Exam marking is one of the subjects claiming the attention of members of the online staffroom. McDiploma attended a local authority meeting where it was reported that sickness rates rose in June and July when teachers took time off to mark exam papers. ResourceFinder was indignant, saying teachers should mark in their own time, and was not the only one to take exception to the practice.
An extra 200 exam scripts to mark this year meant beats had to work longer hours at night and harder in half-term. "I can understand why staff may feel that they need to pull a sickie, especially when deadlines are tight," says beats. "But you know what you are signing up for and it isn't fair on your colleagues if you are taking the time off."
However, examining can be a useful form of professional development, says Coalwoman57. She recalls that her time as a moderator for GCSE art involved visiting other schools to see their work. This needed to be done during the day, so she would negotiate time off with colleagues, but the benefits were considerable. "It was a worthwhile experience and it was better CPD than any 'educrap' course," she says.

- [Task list]:
1. How would you put this sentence from the piece on teachers and exam marking into Spanish: "However, examining can be a useful form of professional development, says Coalwoman57."
2. Continue the piece on teachers and exam marking, starting after its final sentence.

- [Excerpted records]:
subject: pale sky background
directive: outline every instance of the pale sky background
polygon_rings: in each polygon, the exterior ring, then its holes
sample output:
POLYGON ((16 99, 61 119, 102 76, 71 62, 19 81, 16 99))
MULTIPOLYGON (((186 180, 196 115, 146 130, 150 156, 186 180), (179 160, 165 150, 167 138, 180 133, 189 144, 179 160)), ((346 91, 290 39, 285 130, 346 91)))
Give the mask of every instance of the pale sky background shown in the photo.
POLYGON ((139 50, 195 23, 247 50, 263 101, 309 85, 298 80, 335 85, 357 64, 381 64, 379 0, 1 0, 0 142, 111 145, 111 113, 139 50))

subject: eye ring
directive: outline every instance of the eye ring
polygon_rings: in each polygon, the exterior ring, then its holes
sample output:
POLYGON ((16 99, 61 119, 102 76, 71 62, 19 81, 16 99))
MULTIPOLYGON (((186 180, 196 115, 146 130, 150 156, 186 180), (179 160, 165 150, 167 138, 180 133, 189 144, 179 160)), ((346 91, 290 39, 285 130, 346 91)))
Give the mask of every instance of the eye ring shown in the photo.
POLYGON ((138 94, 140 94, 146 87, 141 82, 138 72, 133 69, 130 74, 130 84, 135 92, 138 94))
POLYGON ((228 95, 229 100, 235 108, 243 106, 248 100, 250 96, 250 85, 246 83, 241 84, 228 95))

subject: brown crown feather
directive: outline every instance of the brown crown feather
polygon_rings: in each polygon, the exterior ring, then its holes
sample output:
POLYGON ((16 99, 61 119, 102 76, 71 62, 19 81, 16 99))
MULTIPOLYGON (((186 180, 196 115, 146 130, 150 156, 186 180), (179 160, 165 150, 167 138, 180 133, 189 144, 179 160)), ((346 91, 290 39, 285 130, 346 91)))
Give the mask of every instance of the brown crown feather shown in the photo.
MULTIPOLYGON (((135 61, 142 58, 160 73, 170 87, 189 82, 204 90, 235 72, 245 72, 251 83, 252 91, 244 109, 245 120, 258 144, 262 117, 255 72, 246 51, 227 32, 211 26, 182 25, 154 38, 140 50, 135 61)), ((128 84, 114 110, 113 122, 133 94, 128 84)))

- [Expected results]:
1. Sin embargo, ejercer de examinador puede ser una forma útil de desarrollo profesional, afirma Coalwoman57.

2.
As a principal examiner with 16 years' experience, durty_linen confessed to a vested interest, but while never endorsing throwing a sickie, feels moved to extol the value of examining. The veteran examiner says: "Being an examiner used to be an honour bestowed upon the brightest and best in our profession. Heads used to see the value of the 'free' inset examiners gained in really understanding exactly what the boards are looking for."
DollyD has an altogether more pressing dilemma: what to do about a colleague who steals your milk? Dolly was making her tea and went to the fridge only to find her pint missing.
Luckily, someone else had milk in there that she could "borrow", but imagine Dolly's outrage when she walked into a colleague's classroom to see HER milk there, on the desk, without so much as a by your leave. "Do I, therefore, confront the brazen thief," she asks. "Or do I let it go and let them think they have got away with it."
Inky suggests writing your name on the milk carton to stop future snatchers, but for restorative, rather than preventative, justice, Cyolba recommends the maximum-embarrassment approach. A casual inquiry if they have seen your milk, preferably done in front of colleagues, can have a powerful effect. "Smile and watch them redden like a sunburnt England fan," says cyolba.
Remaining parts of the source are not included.